[Data for this task]:
::::::::

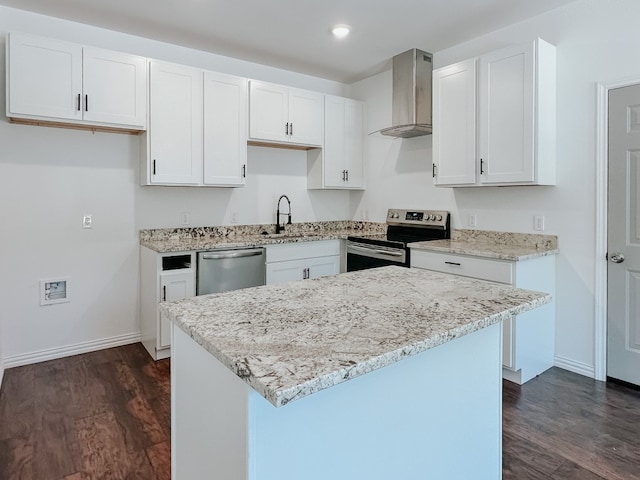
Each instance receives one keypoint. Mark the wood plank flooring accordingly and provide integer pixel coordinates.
(106, 415)
(102, 415)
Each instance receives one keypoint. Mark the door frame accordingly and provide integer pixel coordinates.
(602, 204)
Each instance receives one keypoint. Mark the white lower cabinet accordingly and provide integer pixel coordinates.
(529, 338)
(301, 261)
(163, 278)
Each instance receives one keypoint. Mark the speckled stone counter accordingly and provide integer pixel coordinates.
(498, 245)
(209, 238)
(291, 340)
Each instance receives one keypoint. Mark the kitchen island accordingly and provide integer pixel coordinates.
(379, 374)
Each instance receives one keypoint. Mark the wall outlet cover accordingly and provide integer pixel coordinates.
(54, 290)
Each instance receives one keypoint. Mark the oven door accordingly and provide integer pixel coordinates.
(361, 256)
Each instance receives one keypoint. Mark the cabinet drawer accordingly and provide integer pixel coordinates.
(294, 251)
(493, 270)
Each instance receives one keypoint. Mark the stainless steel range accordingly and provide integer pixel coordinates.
(403, 227)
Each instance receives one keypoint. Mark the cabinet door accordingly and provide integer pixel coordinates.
(454, 124)
(353, 142)
(323, 266)
(225, 129)
(334, 142)
(175, 124)
(114, 87)
(174, 286)
(305, 117)
(268, 112)
(506, 115)
(288, 271)
(44, 78)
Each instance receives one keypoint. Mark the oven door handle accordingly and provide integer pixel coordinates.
(380, 252)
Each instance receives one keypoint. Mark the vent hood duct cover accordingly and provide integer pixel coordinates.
(411, 115)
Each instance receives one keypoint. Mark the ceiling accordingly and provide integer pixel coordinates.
(294, 34)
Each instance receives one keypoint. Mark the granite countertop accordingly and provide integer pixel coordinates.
(498, 245)
(210, 238)
(291, 340)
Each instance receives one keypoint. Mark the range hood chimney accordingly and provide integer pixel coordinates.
(411, 116)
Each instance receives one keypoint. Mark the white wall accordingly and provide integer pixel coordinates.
(51, 177)
(596, 41)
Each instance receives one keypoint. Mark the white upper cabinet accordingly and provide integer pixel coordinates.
(175, 125)
(454, 124)
(515, 120)
(59, 82)
(283, 115)
(197, 128)
(115, 87)
(225, 130)
(340, 163)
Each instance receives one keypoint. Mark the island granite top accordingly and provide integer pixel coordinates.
(490, 244)
(291, 340)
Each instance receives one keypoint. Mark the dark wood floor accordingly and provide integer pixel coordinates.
(102, 415)
(106, 415)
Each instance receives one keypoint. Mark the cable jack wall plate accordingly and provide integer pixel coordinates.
(54, 290)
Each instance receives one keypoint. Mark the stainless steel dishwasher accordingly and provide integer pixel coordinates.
(230, 269)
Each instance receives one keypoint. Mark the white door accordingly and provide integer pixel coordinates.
(305, 117)
(288, 271)
(114, 87)
(225, 129)
(623, 328)
(353, 142)
(175, 124)
(323, 266)
(268, 112)
(506, 114)
(454, 124)
(45, 77)
(174, 286)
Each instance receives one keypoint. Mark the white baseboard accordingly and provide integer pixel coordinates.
(574, 366)
(68, 350)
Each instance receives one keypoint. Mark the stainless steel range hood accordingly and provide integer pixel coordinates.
(411, 115)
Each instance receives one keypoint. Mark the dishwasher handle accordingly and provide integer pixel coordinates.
(232, 254)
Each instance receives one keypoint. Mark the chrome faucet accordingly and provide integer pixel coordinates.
(280, 228)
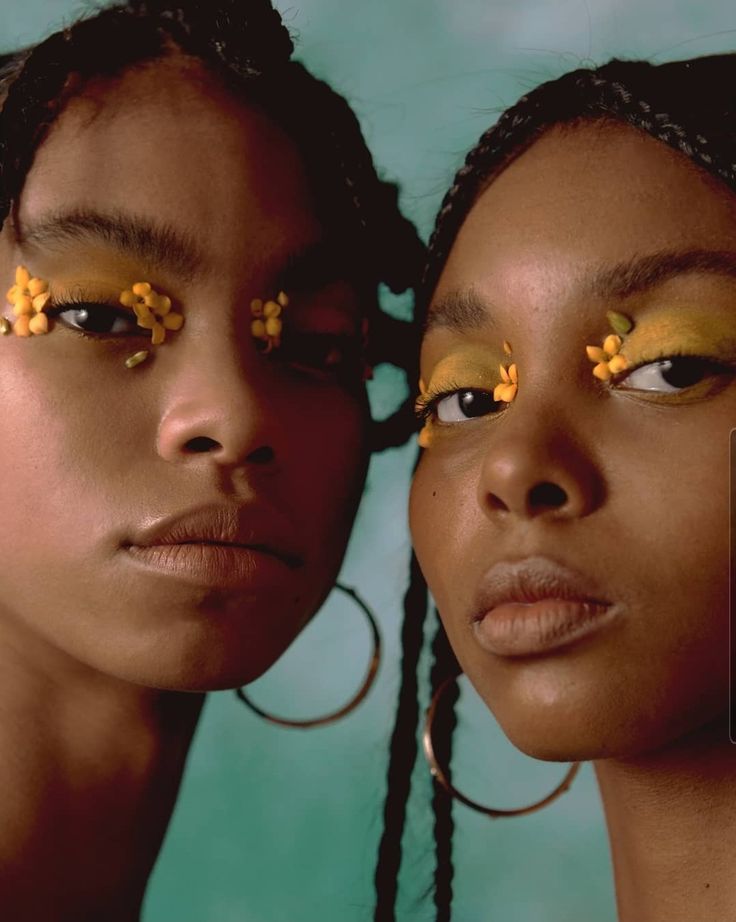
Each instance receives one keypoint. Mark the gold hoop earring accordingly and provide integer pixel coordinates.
(357, 697)
(439, 774)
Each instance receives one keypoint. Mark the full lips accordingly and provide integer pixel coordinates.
(536, 605)
(213, 565)
(528, 628)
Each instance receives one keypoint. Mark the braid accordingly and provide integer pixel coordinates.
(688, 105)
(245, 43)
(403, 749)
(660, 100)
(443, 727)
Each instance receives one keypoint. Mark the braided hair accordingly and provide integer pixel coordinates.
(245, 44)
(688, 105)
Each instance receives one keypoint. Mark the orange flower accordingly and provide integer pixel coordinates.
(29, 296)
(153, 311)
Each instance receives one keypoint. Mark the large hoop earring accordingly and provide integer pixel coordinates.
(441, 777)
(357, 697)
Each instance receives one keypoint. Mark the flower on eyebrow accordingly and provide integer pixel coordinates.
(608, 359)
(267, 324)
(506, 390)
(29, 297)
(153, 311)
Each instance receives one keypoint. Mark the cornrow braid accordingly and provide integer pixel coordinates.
(444, 664)
(403, 749)
(688, 105)
(245, 44)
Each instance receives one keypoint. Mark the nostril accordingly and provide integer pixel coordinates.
(201, 445)
(547, 496)
(262, 455)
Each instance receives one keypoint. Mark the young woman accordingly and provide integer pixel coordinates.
(571, 508)
(193, 234)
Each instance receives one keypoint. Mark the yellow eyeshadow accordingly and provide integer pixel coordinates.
(469, 367)
(682, 333)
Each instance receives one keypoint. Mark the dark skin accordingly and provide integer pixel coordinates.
(634, 481)
(96, 651)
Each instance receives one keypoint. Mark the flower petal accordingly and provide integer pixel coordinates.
(23, 306)
(596, 354)
(158, 335)
(611, 344)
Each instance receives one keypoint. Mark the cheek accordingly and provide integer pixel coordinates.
(59, 452)
(325, 459)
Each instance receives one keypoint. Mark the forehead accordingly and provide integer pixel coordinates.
(585, 198)
(165, 142)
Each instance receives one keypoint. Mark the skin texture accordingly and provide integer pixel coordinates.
(625, 486)
(92, 452)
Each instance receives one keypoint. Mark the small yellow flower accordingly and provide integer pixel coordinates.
(153, 311)
(29, 297)
(608, 359)
(267, 324)
(507, 389)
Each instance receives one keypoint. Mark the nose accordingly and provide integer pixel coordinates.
(217, 409)
(535, 466)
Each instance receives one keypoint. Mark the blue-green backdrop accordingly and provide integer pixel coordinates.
(282, 826)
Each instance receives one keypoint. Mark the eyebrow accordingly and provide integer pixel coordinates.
(643, 273)
(457, 310)
(157, 244)
(465, 310)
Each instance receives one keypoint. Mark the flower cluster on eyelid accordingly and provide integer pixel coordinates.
(30, 296)
(676, 332)
(470, 368)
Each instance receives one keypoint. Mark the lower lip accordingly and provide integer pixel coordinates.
(212, 565)
(529, 628)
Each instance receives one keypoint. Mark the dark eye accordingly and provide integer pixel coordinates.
(671, 375)
(322, 354)
(103, 319)
(466, 404)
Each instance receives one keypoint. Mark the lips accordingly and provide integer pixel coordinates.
(218, 545)
(534, 606)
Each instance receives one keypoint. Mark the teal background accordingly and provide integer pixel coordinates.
(282, 826)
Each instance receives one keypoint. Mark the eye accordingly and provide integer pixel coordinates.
(94, 318)
(465, 404)
(323, 355)
(672, 375)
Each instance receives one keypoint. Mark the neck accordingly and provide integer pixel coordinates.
(90, 772)
(671, 819)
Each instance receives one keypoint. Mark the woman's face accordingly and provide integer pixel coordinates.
(177, 523)
(576, 538)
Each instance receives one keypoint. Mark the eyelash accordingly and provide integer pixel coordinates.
(425, 406)
(78, 303)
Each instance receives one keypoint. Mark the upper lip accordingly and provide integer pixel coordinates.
(532, 580)
(248, 526)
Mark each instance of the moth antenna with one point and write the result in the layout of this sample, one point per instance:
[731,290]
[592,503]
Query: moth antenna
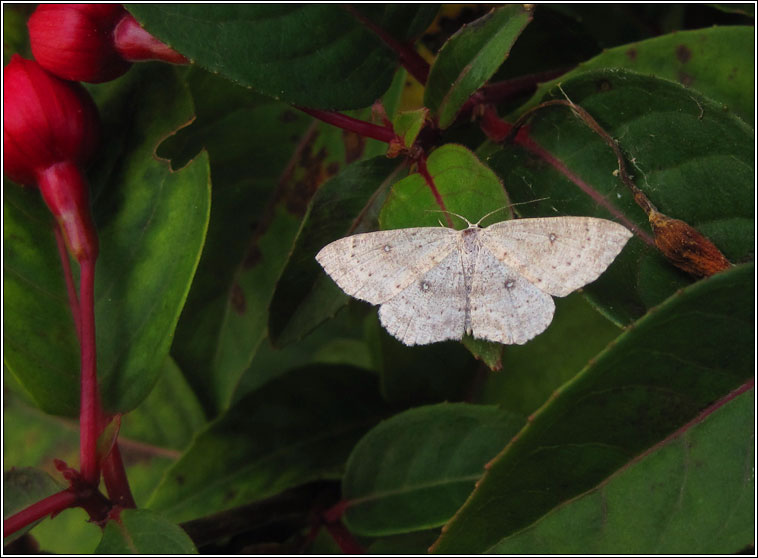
[469,223]
[506,207]
[567,97]
[490,213]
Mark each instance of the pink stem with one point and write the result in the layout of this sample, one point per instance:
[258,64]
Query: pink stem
[50,505]
[409,58]
[424,171]
[497,130]
[73,299]
[351,124]
[90,411]
[115,479]
[344,539]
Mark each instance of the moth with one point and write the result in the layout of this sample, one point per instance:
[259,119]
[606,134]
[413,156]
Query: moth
[494,283]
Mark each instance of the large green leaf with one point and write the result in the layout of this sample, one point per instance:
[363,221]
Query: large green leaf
[717,62]
[250,141]
[693,160]
[346,204]
[691,495]
[169,417]
[531,372]
[143,532]
[295,429]
[413,471]
[470,57]
[316,55]
[464,184]
[692,350]
[151,224]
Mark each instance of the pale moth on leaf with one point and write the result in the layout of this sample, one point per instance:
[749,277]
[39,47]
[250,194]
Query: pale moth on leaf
[495,283]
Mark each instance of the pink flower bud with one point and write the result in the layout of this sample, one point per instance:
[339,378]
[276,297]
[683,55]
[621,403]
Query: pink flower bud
[75,41]
[45,121]
[50,130]
[92,42]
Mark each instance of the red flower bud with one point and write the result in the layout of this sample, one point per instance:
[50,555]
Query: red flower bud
[92,42]
[50,130]
[75,41]
[134,43]
[45,121]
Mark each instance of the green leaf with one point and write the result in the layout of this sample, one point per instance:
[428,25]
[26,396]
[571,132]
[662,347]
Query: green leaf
[40,347]
[698,489]
[693,160]
[414,470]
[408,124]
[250,141]
[315,55]
[23,487]
[295,429]
[470,57]
[464,184]
[717,62]
[674,362]
[169,417]
[144,532]
[347,204]
[417,542]
[151,224]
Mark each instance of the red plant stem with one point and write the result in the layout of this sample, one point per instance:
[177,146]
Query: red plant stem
[89,414]
[73,299]
[115,479]
[344,539]
[409,58]
[424,171]
[50,505]
[351,124]
[497,130]
[503,90]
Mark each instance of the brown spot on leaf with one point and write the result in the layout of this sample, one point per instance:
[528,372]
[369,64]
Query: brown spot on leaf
[603,85]
[253,257]
[683,54]
[685,79]
[287,116]
[237,299]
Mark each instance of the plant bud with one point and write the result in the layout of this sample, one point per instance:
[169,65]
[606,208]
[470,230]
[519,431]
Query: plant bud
[75,41]
[92,42]
[45,121]
[50,130]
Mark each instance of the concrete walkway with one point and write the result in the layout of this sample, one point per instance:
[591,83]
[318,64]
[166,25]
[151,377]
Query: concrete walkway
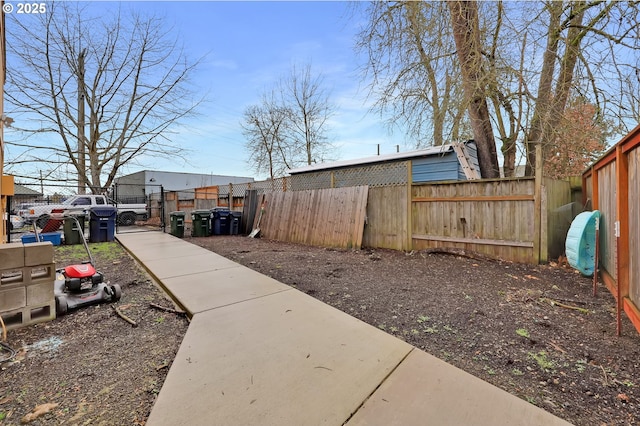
[258,352]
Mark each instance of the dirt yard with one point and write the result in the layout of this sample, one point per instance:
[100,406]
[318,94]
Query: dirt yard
[91,366]
[534,331]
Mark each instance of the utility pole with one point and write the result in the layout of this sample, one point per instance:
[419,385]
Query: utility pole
[81,147]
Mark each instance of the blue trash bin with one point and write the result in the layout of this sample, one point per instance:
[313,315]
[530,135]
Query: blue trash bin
[220,219]
[235,219]
[102,224]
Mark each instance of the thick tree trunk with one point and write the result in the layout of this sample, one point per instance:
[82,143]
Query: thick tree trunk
[466,33]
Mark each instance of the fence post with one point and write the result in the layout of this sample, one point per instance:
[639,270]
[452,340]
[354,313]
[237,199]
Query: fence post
[537,208]
[409,207]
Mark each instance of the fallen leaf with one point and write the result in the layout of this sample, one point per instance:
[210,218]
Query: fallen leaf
[38,411]
[623,397]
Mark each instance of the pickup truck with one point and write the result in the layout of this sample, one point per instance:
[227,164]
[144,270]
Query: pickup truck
[127,213]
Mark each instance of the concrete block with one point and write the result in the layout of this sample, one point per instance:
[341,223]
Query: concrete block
[11,278]
[40,294]
[29,315]
[38,253]
[13,298]
[40,274]
[12,256]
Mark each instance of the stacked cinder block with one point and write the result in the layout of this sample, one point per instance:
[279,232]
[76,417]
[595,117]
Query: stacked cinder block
[26,287]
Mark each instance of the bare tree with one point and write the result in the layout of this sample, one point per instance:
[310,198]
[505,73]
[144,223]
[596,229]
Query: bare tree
[304,96]
[520,63]
[127,72]
[288,127]
[265,127]
[466,33]
[411,63]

::::::::

Locate the line that contains "Mark each instance of the pickup", then please quote it and every line after it to the end of the entries above, exactly and with nothing else.

[Response to the exercise]:
Mark each instance of the pickup truck with one point and write the result in the layout of this sample, one point per instance:
[227,164]
[144,270]
Query: pickup truck
[127,213]
Mark each instance of the concrete block with one point and write the result in the layout of this sample, one point per instance:
[341,223]
Query: concrete block
[11,278]
[40,294]
[29,315]
[38,253]
[13,298]
[40,274]
[12,256]
Mark each instance of the stacked cinder block with one point and write the result in the layout of this sample, one point per instance:
[279,232]
[76,417]
[595,117]
Query: stacked cinder block
[26,287]
Mark each instance of the bare tree with one point and write the result in the layout of this sample, one point per instance:
[310,198]
[505,73]
[144,223]
[596,229]
Query: bare tree
[304,96]
[520,63]
[127,72]
[288,127]
[265,127]
[466,33]
[411,63]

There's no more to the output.